* [What is required]: Copy all the entries below exactly, but not the pictures.

--*--

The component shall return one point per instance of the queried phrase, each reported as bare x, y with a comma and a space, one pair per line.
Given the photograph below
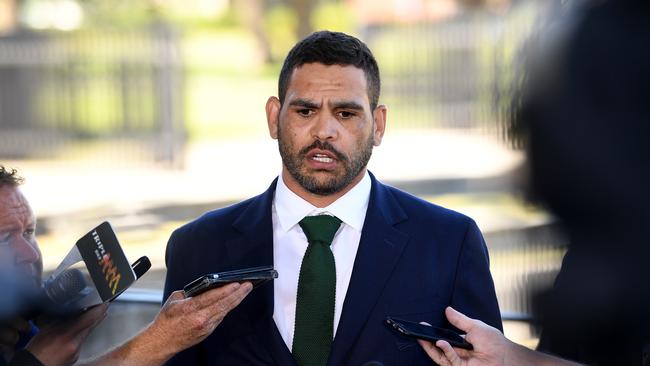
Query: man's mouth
322, 158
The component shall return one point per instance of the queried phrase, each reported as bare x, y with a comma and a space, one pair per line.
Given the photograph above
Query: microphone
141, 266
66, 287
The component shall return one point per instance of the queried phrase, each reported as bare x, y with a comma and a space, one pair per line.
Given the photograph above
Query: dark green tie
314, 328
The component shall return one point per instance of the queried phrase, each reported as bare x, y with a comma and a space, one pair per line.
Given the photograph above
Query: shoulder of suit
215, 219
416, 206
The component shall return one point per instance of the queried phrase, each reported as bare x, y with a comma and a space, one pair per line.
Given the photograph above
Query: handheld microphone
141, 266
66, 287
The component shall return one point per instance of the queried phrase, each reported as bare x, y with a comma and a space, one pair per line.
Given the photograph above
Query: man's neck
316, 199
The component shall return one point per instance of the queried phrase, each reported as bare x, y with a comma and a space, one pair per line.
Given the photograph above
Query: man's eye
346, 114
305, 112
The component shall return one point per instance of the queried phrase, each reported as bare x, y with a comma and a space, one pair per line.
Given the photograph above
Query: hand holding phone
256, 275
428, 333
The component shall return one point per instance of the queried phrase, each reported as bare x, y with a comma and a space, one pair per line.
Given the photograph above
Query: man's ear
379, 116
273, 107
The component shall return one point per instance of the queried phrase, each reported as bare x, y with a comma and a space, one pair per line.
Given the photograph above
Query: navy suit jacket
414, 259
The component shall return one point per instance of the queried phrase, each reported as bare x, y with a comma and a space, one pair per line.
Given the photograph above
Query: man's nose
326, 127
26, 251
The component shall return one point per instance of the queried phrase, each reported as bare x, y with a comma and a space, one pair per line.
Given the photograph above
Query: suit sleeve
474, 293
174, 260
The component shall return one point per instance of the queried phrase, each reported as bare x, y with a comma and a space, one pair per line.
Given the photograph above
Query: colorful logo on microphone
109, 269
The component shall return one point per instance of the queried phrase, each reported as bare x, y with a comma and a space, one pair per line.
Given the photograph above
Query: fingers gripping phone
256, 275
428, 333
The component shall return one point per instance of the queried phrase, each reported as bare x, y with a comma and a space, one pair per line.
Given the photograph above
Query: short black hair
332, 48
9, 177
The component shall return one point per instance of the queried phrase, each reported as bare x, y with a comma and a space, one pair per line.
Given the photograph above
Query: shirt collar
350, 208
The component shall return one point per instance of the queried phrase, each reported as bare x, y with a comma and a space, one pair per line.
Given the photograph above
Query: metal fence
117, 89
448, 74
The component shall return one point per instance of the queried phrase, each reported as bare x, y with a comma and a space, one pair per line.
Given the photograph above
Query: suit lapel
255, 248
379, 251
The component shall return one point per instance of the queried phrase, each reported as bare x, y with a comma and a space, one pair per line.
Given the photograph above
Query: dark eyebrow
304, 103
347, 105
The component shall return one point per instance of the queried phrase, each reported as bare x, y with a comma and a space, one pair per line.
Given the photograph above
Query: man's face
325, 128
18, 247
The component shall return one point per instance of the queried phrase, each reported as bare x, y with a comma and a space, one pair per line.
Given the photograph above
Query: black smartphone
255, 275
428, 332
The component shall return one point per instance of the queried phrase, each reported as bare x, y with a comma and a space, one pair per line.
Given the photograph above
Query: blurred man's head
18, 247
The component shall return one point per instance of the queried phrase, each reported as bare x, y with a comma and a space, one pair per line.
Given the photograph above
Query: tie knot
321, 228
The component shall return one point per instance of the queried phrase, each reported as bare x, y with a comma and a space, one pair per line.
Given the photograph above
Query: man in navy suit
393, 254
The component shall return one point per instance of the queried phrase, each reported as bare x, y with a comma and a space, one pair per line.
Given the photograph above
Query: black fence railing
123, 89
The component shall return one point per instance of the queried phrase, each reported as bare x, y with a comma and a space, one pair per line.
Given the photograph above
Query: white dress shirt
290, 245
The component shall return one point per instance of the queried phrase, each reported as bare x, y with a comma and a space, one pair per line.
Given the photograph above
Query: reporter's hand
10, 334
490, 346
60, 343
181, 323
184, 322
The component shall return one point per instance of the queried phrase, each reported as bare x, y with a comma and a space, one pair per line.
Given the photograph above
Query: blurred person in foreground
349, 250
585, 116
181, 323
21, 342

--*--

* [Solution]:
The component shall return one point per instance of the queried phrase, each reported as bare x, y with a comma and a space, one pair per line.
Given the photograph below
Query: man's mouth
322, 158
The component shall return one point per instance of the queried phrase, each reported as bare x, y with a comma and a space, one pair per line.
Given the photograph above
Query: microphone
141, 266
66, 287
The component shall return one point per instance of the queried phrase, each reported as bare x, y with a comma and a space, one pair per line.
Given the photograph above
Query: dark green tie
314, 328
The component shall return one point per instance of the queried phrase, each reported as bare x, y with a comma and a space, one pair per line.
Given the photograph above
Query: shoulder of suit
215, 219
416, 206
The component shall return one point per instance of the queried phrase, each reported as bare x, y with a comma and a space, one pair per line.
Given the photograph above
Query: handheld microphone
141, 266
66, 287
The component shall return one point per instance of the queried phrase, each reported as bare x, y with a comma and a space, one pair per line.
Given the photograph above
Query: man's neck
316, 199
The component shall return one point per instance of the queried phrase, each reported as bare x, y with a comma and a space, one pair per line.
Given the photograph above
Query: man's eye
346, 114
305, 112
The component shall return one point per instance of the queried phrase, each reported as bare x, y with a comma and a space, one pair per line.
Given the photograph above
Query: hand holding phone
256, 275
428, 333
The component shall return one point per instance of the queried phrase, each reported as bare x, y with a comma and a space, one pair per line.
Given the photograph above
Query: man's ear
379, 116
273, 107
The component shall return one point per instance of the queried phrase, each reported as bare x, y with a comma and a space, one pair per line.
Given the photograph above
Query: navy suit jacket
414, 259
The component shall return one point per instance of the queried phrase, each reported as bare x, y with a comma and a space, one pair per line.
Given the photograph above
Query: man's nose
326, 127
26, 251
The component shall return one point per instance of the queried phrase, each reported as bare x, y with a comma and a space, one pair per line.
Given the photograph above
Query: suit sleeve
474, 293
174, 260
The component shall return one point per instance of the queried phrase, each reported as bare x, y with a comma and a space, one pair per line.
Given the photograph above
Query: colorful logo on microphone
109, 269
The component shall return one point per instance of the queried phrase, each reported as bare x, y with a comma and a space, one pair per line.
Given the photograph above
Query: fingers gripping phone
256, 275
428, 333
The component shall return one point per instance of the queried phrase, each reported as bare x, y with a comma and a space, one pair per line.
Given the photograph above
Query: short black hair
332, 48
9, 177
The component shall return one point per instance of the queried phrase, each reported as bare x, y with a comma and a space, one pair per line.
Given the photograph above
Query: shirt collar
350, 208
The component shall return one point per instance of the queried phrase, each reported as bare x, y with a comma and a space, one pair per line.
Given the photograph above
Query: metal fence
117, 89
448, 74
The component shall return one point per instance of the queried phrase, each reported as bare x, y with a comma and a space, one pair per line.
Given the photograph above
Query: suit lapel
255, 248
379, 251
The component shall return one point per instance of the queried phrase, each reported as bare x, y with a comma and a space, one pair per line.
Given the photograph above
Query: dark eyebrow
304, 103
347, 105
The component shall return one point per instance of the queried phrase, each reported as bare x, y with a comma and a space, one pair per line.
Given the photograph above
Query: man's face
325, 128
18, 247
The component shall return one point per instance of the queried phrase, each reported as bare x, y with a comma and a space, one pair per line.
Given the photograph above
Query: black smartphone
255, 275
428, 332
The component shall return one point per instance of the queried phrase, each reported as bare x, y with a comma and a space, one pair per line.
Given the photograph above
Query: blurred man's head
18, 247
The component shall return one point per instance of the queried phrase, each reported as bare x, y with a comma and a space, one pair per line.
Given the photograph above
Query: tie knot
321, 228
The component shall return one point per instance of the queried phrase, each reported as bare x, y with a comma and a space, one pair per line.
Given the photograph above
Query: man in navy suit
393, 254
The component shall return one point per instance of the queried phrase, each reported as bare x, y with a comma and a space, one pair per line.
Given the photograph above
Query: black fence railing
123, 89
The component shall return one point per instance of the queried phrase, each reported as bare x, y with a comma and a space, one pair per line.
Given the photograph above
Query: white dress shirt
290, 245
The component shall return one point per instance of the queried phrase, each reported as bare x, y with a comma and a space, one pair per line.
Given the photograph above
Query: reporter's hand
10, 334
490, 346
60, 343
181, 323
184, 322
The component shall return one point per instance of the queried phrase, each reported as bare x, y with a comma and a space, one pair per line.
Given the photograph above
Query: blurred person in foreground
349, 250
585, 116
181, 323
21, 342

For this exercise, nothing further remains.